EXERCISE INSTRUCTIONS: Please reproduce every entry, keeping each one exact.

(Saved entries)
━━━━━━━━━━

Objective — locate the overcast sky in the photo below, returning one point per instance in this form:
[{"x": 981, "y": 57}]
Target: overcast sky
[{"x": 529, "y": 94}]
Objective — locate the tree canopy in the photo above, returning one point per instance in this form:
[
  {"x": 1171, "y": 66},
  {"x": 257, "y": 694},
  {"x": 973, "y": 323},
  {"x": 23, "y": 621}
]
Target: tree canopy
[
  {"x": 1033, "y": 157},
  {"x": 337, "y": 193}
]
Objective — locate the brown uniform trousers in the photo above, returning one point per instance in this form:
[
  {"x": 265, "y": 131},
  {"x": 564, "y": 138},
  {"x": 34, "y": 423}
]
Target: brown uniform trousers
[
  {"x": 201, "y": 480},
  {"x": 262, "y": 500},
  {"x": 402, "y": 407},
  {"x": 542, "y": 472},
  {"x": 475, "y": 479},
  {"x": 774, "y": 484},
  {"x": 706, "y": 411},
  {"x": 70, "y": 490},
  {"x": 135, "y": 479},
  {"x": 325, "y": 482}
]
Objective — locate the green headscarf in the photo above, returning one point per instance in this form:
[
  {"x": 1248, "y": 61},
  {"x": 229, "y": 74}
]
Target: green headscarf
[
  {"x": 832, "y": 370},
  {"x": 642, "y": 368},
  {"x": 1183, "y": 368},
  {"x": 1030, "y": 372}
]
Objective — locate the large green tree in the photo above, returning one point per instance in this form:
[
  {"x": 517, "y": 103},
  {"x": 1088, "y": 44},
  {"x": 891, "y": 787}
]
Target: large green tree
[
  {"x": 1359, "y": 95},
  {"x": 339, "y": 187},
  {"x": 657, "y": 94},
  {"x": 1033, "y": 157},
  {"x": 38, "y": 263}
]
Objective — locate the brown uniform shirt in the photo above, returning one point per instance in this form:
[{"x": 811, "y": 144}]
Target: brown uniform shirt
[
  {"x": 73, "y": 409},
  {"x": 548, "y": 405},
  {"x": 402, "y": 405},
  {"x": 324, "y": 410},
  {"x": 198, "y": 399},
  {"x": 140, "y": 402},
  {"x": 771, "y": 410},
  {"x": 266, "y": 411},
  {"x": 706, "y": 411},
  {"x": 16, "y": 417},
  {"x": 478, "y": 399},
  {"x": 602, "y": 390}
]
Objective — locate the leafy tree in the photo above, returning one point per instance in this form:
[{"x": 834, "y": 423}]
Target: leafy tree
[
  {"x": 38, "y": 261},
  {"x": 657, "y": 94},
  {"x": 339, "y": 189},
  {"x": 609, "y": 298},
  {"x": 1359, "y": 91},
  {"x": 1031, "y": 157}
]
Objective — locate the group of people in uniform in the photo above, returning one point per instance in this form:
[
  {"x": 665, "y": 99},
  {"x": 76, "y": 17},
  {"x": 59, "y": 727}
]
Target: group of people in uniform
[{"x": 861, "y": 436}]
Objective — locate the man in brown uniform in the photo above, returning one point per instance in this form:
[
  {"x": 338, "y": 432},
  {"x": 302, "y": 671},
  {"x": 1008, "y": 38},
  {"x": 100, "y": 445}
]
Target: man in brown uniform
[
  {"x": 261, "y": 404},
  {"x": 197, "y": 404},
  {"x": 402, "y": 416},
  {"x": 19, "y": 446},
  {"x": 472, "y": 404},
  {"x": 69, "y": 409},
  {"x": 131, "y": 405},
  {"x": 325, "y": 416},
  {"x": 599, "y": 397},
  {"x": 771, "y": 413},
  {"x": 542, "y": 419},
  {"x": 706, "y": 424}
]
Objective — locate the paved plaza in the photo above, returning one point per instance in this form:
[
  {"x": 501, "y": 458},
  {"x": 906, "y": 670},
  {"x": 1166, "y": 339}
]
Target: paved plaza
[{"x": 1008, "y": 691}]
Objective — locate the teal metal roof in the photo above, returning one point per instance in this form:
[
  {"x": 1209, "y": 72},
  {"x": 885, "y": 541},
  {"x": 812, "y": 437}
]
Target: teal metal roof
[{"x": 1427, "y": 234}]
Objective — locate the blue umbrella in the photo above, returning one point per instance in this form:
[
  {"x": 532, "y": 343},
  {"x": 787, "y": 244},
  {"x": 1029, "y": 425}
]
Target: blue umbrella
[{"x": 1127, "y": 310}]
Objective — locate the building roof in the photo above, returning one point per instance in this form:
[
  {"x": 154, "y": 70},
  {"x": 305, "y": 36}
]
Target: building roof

━━━━━━━━━━

RESULT:
Objective — locate the overcast sky in the photo below, returning one point per instance in this form:
[{"x": 981, "y": 57}]
Target: overcast sky
[{"x": 529, "y": 94}]
Objective — locate the tree canopy in the photo above, returning one point per instance in this form:
[
  {"x": 1171, "y": 66},
  {"x": 257, "y": 694},
  {"x": 973, "y": 323},
  {"x": 23, "y": 621}
]
Target: tree canopy
[
  {"x": 1033, "y": 157},
  {"x": 337, "y": 193}
]
Objective — locate the brown uniform trousers in the photo above, returning one point per instance in this form:
[
  {"x": 265, "y": 131},
  {"x": 564, "y": 138},
  {"x": 34, "y": 423}
]
Target: brown uniform trousers
[
  {"x": 201, "y": 480},
  {"x": 262, "y": 500},
  {"x": 402, "y": 407},
  {"x": 542, "y": 472},
  {"x": 475, "y": 479},
  {"x": 774, "y": 484},
  {"x": 706, "y": 411},
  {"x": 70, "y": 490},
  {"x": 135, "y": 479},
  {"x": 325, "y": 482}
]
Objective — locate the green headscarf in the photo above, returning one point per instance in this form:
[
  {"x": 1248, "y": 61},
  {"x": 229, "y": 74}
]
Target: green headscarf
[
  {"x": 832, "y": 370},
  {"x": 642, "y": 368},
  {"x": 1183, "y": 368},
  {"x": 1030, "y": 372}
]
Objective — locate the large green tree in the photo above, returning one point per instance in this form:
[
  {"x": 517, "y": 103},
  {"x": 1088, "y": 44},
  {"x": 891, "y": 787}
]
Target: large green tree
[
  {"x": 1359, "y": 95},
  {"x": 339, "y": 187},
  {"x": 657, "y": 94},
  {"x": 1033, "y": 157},
  {"x": 38, "y": 263}
]
Objective — locate the brown uniform shirt in the photo above, returning one point per instance in this form:
[{"x": 811, "y": 144}]
Target: brown uniform shirt
[
  {"x": 73, "y": 409},
  {"x": 548, "y": 405},
  {"x": 402, "y": 405},
  {"x": 324, "y": 410},
  {"x": 198, "y": 399},
  {"x": 140, "y": 402},
  {"x": 771, "y": 410},
  {"x": 266, "y": 411},
  {"x": 706, "y": 411},
  {"x": 16, "y": 417},
  {"x": 478, "y": 399},
  {"x": 602, "y": 390}
]
Objective — locate the leafy tree in the photo above, returning one point per instance in this form:
[{"x": 834, "y": 423}]
Target: leafy tree
[
  {"x": 38, "y": 261},
  {"x": 657, "y": 94},
  {"x": 339, "y": 189},
  {"x": 609, "y": 298},
  {"x": 1359, "y": 91},
  {"x": 1031, "y": 157}
]
Objective — locate the group of people in uniform in the photo above, returning one point per instance in this form:
[
  {"x": 665, "y": 99},
  {"x": 76, "y": 17},
  {"x": 59, "y": 727}
]
Target: group of people in uniform
[{"x": 861, "y": 436}]
Objective — locate the man in brown uniform in the photo above, returning one point per instance in this form:
[
  {"x": 338, "y": 432},
  {"x": 302, "y": 671},
  {"x": 1008, "y": 38},
  {"x": 100, "y": 445}
]
Target: man in brown uniform
[
  {"x": 261, "y": 404},
  {"x": 197, "y": 404},
  {"x": 402, "y": 416},
  {"x": 19, "y": 446},
  {"x": 472, "y": 404},
  {"x": 69, "y": 409},
  {"x": 131, "y": 405},
  {"x": 325, "y": 416},
  {"x": 599, "y": 397},
  {"x": 771, "y": 413},
  {"x": 542, "y": 419},
  {"x": 706, "y": 424}
]
Objective — locate the paved plaza in the photo above, returning one point per instance in this form:
[
  {"x": 501, "y": 458},
  {"x": 906, "y": 670},
  {"x": 1166, "y": 339}
]
Target: paved plaza
[{"x": 1008, "y": 691}]
Objective — locate the teal metal roof in the photo above, returning one point per instance in this form:
[
  {"x": 1209, "y": 72},
  {"x": 885, "y": 541},
  {"x": 812, "y": 437}
]
Target: teal metal roof
[{"x": 1427, "y": 234}]
Objective — locate the blue umbrella in the photo above, returning one point per instance in this form:
[
  {"x": 532, "y": 343},
  {"x": 787, "y": 244},
  {"x": 1029, "y": 425}
]
Target: blue umbrella
[{"x": 1127, "y": 310}]
Objective — locate the building roof in the photo above, returning one point per instance in this form:
[
  {"x": 154, "y": 70},
  {"x": 305, "y": 36}
]
Target: building roof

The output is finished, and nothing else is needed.